- _Exercícios_:
(a) Segundo o texto sobre Hillesum e a Bíblia, qual é a causa final da Bíblia?
(b) Transcreva literalmente, do texto sobre Hillesum e a Bíblia, o trecho que começa com as palavras que contêm "A causa final" e termina em "(ibid, p. 144).".

- _Texto fornecido_:
————————
A causa final da Bíblia não é, portanto, a leitura imparcial mas a sua recepção plena pelo discípulo, a sua vivência. Hillesum parece encontrar-se num processo de conversão, indo precisamente neste sentido: vai passando de leitora curiosa e insegura a discípula apaixonada. Manifesta a vontade de viver a mensagem bíblica. Ocorre, a título de exemplo, já na entrada de dia 28 de Novembro de 1941: «Nos últimos tempos tenho chamado ao espírito de vez em quando uma frase da Bíblia, lendo-a com um novo, nítido conteúdo enriquecido e um intenso significado. Deus criou o homem à sua imagem e semelhança — Amai o próximo como a vós mesmos, etc.» (ibid, p. 144).
————————
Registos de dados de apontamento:

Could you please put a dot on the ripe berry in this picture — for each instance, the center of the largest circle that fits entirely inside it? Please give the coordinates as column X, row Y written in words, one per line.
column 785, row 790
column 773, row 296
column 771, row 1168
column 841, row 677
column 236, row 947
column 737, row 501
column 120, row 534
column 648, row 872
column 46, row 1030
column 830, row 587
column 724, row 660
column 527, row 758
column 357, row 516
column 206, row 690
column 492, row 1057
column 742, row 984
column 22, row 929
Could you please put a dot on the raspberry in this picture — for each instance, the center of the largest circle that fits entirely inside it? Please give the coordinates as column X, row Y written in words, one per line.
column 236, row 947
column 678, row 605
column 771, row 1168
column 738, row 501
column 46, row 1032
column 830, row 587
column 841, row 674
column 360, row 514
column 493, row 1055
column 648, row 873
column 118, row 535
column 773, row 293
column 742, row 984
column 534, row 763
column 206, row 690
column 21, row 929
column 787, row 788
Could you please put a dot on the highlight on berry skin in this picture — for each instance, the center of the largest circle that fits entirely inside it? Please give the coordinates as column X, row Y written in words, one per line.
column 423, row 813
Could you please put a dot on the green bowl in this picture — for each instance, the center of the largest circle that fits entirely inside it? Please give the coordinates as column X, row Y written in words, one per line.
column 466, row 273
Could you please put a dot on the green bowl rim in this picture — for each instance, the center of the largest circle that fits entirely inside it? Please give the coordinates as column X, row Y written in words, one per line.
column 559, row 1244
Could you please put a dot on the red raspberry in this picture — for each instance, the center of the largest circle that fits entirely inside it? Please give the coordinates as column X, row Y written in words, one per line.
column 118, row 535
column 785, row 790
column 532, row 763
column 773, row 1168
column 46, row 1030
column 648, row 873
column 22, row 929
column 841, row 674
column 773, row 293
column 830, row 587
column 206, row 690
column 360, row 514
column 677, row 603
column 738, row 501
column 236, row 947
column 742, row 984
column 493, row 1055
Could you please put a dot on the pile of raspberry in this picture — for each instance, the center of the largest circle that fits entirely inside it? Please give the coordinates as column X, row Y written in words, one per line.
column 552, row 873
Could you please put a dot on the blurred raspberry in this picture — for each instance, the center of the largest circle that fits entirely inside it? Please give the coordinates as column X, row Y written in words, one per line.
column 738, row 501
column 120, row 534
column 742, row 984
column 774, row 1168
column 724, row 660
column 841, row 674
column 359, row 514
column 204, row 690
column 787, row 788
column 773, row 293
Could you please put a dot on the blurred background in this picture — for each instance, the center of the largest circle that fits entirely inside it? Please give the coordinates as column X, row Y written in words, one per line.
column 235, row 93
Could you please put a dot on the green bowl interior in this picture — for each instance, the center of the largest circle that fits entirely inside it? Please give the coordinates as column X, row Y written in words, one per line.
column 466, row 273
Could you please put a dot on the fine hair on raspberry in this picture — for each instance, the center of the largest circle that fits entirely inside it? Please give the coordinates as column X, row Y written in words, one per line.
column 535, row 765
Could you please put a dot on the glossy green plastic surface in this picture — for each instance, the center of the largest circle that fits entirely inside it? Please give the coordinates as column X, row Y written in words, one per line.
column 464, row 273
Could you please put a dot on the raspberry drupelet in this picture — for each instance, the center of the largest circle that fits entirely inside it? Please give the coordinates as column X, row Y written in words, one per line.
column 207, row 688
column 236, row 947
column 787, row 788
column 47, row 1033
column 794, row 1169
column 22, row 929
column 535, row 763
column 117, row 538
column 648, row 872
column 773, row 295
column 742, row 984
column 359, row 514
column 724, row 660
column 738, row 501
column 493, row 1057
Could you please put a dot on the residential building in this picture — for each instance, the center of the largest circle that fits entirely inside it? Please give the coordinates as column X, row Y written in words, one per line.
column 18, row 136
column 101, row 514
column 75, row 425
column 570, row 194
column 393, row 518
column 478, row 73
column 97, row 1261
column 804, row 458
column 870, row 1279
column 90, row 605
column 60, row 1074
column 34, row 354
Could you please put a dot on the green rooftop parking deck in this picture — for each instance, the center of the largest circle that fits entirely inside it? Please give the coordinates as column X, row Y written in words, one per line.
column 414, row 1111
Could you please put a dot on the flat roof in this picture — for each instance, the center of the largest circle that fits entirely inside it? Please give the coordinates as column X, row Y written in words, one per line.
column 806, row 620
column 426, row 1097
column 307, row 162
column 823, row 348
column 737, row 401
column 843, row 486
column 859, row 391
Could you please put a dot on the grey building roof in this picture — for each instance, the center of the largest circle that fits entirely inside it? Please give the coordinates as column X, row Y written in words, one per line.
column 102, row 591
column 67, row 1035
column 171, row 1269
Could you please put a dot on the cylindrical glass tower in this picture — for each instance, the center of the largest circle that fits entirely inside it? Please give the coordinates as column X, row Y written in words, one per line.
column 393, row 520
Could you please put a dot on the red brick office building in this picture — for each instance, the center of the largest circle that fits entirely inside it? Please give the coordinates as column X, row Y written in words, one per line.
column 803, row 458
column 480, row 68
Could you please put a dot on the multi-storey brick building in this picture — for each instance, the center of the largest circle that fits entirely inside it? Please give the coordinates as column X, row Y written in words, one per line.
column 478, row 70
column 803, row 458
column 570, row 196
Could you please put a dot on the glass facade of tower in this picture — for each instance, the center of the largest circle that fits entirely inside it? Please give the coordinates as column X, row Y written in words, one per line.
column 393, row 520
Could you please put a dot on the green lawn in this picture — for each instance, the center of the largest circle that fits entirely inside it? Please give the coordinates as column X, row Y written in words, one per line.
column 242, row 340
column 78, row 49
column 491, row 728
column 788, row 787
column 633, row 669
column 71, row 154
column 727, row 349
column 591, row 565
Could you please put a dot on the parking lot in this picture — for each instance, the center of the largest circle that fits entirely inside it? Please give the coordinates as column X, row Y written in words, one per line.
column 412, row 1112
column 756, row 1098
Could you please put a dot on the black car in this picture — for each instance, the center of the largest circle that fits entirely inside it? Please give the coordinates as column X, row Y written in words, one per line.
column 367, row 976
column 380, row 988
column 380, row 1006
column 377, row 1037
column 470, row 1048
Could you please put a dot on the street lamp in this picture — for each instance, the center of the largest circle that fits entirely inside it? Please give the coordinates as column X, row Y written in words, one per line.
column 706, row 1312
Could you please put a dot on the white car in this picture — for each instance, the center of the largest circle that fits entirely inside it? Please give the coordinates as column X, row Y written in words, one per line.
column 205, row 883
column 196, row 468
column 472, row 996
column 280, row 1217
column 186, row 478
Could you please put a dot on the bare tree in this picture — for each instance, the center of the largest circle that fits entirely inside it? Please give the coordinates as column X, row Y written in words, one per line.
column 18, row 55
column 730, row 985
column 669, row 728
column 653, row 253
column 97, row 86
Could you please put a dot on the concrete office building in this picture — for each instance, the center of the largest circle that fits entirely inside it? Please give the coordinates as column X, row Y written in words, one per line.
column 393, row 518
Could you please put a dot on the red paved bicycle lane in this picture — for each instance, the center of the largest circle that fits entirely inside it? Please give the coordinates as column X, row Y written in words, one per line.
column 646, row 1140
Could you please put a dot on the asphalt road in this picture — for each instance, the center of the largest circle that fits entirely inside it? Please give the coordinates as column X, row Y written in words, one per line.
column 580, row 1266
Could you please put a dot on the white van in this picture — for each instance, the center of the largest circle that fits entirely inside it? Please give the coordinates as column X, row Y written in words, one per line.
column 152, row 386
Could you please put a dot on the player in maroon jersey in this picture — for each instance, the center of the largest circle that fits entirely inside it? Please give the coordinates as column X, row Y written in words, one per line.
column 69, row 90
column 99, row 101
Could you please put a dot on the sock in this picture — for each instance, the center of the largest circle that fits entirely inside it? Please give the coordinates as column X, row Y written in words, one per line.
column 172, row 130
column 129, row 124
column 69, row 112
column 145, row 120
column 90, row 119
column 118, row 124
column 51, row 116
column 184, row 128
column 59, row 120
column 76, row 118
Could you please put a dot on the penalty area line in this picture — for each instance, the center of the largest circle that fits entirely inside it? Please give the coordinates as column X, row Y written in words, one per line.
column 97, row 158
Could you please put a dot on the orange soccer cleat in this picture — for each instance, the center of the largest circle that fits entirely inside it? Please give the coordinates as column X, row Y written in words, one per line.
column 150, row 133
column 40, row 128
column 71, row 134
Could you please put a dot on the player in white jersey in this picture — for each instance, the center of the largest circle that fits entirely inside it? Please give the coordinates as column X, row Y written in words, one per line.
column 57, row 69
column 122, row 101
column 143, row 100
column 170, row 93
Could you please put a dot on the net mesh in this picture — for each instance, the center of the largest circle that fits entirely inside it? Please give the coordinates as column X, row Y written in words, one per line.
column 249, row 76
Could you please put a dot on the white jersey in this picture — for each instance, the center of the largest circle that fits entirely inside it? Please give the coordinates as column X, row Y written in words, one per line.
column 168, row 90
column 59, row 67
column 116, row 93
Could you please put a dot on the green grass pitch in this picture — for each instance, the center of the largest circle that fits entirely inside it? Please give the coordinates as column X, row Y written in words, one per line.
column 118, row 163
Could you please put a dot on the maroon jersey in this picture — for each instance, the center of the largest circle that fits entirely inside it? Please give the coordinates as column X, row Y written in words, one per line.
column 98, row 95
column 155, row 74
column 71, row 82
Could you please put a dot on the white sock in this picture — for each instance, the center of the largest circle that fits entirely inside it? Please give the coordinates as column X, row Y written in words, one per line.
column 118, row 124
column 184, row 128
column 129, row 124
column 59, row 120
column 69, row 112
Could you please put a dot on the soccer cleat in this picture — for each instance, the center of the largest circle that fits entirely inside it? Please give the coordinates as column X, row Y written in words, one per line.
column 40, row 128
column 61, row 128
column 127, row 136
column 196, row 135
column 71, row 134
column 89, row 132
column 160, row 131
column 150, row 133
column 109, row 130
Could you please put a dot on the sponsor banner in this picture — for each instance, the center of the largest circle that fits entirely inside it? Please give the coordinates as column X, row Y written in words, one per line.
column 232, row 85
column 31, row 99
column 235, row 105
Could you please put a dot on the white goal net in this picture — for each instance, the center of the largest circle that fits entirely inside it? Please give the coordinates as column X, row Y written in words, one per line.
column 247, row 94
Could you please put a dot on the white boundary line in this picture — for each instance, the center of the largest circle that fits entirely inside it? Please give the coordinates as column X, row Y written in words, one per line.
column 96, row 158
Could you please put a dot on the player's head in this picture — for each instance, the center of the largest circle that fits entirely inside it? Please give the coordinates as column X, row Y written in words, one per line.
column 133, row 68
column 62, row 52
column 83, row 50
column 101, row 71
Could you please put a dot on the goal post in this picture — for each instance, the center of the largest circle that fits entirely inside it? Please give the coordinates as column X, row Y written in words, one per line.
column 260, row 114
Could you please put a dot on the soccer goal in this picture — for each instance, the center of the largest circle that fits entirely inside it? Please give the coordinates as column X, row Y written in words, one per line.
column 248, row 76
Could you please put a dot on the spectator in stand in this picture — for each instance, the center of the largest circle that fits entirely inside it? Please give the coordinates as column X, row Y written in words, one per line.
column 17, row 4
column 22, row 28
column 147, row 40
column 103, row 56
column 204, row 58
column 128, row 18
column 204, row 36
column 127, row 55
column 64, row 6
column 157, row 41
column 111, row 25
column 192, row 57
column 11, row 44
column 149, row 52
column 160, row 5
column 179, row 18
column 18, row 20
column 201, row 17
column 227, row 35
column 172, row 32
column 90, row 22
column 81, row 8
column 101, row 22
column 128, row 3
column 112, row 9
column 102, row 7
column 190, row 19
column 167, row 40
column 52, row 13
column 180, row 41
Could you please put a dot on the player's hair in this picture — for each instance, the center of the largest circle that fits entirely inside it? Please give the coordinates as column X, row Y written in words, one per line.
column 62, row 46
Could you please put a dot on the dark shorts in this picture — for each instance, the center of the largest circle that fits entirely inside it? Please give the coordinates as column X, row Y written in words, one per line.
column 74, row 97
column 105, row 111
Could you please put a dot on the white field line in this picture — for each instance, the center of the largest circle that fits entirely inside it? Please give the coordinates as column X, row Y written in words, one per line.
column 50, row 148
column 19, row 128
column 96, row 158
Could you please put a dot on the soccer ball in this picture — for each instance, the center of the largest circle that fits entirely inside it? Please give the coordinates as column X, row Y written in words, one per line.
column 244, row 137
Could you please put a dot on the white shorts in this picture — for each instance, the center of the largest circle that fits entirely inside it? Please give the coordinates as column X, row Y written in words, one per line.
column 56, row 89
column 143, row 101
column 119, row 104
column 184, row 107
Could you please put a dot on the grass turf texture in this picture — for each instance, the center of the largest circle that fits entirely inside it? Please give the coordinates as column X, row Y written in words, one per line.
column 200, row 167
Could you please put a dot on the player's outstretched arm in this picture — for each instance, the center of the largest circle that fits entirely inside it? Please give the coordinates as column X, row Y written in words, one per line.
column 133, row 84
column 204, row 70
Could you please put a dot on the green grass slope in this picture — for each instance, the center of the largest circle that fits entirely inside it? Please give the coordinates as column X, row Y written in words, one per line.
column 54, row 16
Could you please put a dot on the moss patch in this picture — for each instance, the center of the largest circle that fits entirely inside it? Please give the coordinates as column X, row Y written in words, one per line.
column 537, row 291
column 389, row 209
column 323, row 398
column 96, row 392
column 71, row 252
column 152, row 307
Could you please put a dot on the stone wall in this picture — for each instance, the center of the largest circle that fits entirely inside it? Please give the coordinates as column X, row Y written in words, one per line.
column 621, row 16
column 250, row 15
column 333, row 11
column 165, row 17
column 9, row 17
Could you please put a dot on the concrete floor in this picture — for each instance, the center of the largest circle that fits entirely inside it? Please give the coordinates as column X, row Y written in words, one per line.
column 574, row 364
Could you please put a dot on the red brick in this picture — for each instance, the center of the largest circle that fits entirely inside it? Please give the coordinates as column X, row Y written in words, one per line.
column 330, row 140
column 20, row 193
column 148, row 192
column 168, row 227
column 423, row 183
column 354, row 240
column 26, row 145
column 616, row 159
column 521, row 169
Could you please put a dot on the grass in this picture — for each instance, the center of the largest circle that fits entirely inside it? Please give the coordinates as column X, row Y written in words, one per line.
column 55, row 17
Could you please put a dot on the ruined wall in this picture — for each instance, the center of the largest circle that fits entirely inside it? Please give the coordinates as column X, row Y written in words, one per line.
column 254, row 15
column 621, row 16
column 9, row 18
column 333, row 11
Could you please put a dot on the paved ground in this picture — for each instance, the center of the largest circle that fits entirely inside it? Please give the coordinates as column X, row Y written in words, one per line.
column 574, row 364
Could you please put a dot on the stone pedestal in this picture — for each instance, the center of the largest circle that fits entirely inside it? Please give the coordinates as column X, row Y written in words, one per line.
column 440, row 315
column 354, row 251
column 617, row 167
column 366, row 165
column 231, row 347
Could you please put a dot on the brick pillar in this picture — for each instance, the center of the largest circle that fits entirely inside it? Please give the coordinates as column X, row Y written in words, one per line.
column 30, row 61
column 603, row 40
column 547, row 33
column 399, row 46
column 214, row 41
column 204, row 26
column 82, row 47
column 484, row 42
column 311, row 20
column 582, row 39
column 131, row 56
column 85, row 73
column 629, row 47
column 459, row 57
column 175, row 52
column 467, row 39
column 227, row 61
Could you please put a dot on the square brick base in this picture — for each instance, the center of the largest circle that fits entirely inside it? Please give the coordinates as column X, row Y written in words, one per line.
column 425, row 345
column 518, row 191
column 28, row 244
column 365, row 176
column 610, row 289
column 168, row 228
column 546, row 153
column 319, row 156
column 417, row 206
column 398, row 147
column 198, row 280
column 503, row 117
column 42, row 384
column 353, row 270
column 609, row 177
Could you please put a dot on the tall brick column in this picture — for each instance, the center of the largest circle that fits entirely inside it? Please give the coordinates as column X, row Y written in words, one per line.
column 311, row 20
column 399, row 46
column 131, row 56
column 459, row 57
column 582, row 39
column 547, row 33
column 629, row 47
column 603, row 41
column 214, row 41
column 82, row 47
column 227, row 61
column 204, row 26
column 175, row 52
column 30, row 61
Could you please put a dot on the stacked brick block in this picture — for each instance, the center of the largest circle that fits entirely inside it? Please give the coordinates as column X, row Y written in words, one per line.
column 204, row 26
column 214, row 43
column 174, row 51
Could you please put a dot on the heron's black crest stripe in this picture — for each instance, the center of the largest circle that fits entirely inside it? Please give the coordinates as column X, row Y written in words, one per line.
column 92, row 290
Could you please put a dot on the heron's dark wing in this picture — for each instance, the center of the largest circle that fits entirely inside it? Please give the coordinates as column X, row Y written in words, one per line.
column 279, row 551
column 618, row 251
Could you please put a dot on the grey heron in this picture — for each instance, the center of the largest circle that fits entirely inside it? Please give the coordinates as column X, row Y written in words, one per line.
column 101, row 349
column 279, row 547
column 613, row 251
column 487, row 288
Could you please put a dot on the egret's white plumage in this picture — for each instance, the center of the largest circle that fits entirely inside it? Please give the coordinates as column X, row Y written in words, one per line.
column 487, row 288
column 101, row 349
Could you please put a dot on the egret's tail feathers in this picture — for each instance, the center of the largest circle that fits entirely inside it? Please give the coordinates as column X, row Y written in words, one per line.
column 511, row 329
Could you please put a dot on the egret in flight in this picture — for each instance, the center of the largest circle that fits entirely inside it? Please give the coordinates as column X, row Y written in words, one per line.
————————
- _Respostas_:
(a) A sua recepção plena pelo discípulo, a sua vivência.

(b)
A causa final da Bíblia não é, portanto, a leitura imparcial mas a sua recepção plena pelo discípulo, a sua vivência. Hillesum parece encontrar-se num processo de conversão, indo precisamente neste sentido: vai passando de leitora curiosa e insegura a discípula apaixonada. Manifesta a vontade de viver a mensagem bíblica. Ocorre, a título de exemplo, já na entrada de dia 28 de Novembro de 1941: «Nos últimos tempos tenho chamado ao espírito de vez em quando uma frase da Bíblia, lendo-a com um novo, nítido conteúdo enriquecido e um intenso significado. Deus criou o homem à sua imagem e semelhança — Amai o próximo como a vós mesmos, etc.» (ibid, p. 144).